• PROBLEM STATEMENT:
Please repeat every line of the records below, requests included, and shift each coordinate in the answers by adding 120 to it.
** begin DATA LISTING **
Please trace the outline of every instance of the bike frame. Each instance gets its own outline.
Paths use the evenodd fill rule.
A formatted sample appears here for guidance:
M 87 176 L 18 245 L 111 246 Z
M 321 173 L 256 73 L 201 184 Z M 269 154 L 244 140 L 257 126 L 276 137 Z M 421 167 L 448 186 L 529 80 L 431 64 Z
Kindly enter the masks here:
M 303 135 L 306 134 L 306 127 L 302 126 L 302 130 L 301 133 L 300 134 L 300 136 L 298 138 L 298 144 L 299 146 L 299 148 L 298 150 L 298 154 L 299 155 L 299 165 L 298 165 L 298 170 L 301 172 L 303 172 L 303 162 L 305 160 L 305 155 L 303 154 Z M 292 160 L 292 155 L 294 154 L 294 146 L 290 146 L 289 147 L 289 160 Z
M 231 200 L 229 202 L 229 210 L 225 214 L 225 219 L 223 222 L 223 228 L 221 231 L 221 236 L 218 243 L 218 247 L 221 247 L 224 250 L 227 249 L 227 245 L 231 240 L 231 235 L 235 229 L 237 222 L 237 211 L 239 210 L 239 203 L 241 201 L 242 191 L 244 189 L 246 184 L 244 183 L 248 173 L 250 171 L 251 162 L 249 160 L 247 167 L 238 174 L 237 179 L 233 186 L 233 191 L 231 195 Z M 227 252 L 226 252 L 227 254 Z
** end DATA LISTING **
• REPLY:
Please trace the outline of every instance of the bike frame. Each instance gets its own outline.
Paths use the evenodd fill rule.
A formatted sample appears here for guidance:
M 87 176 L 18 245 L 111 246 Z
M 321 173 L 256 73 L 201 184 Z M 269 154 L 244 140 L 257 126 L 276 137 Z M 421 167 L 448 186 L 529 80 L 431 64 Z
Kindly enter the masks here:
M 423 255 L 426 254 L 426 247 L 422 246 L 422 250 L 421 253 L 420 254 L 420 256 L 418 258 L 418 264 L 419 266 L 419 268 L 418 270 L 418 274 L 419 275 L 419 285 L 418 285 L 418 290 L 421 292 L 423 292 L 423 282 L 425 280 L 425 275 L 423 274 Z M 412 280 L 412 275 L 414 274 L 414 266 L 410 266 L 409 267 L 409 280 Z
M 351 320 L 349 322 L 349 330 L 345 334 L 345 339 L 343 342 L 343 348 L 341 351 L 341 356 L 338 363 L 338 367 L 341 367 L 344 370 L 347 369 L 347 365 L 351 360 L 351 355 L 355 349 L 357 342 L 357 331 L 359 330 L 359 323 L 361 321 L 362 311 L 364 309 L 366 304 L 364 303 L 368 293 L 370 291 L 371 282 L 369 280 L 367 287 L 358 294 L 357 299 L 353 306 L 353 311 L 351 315 Z M 347 372 L 346 372 L 347 374 Z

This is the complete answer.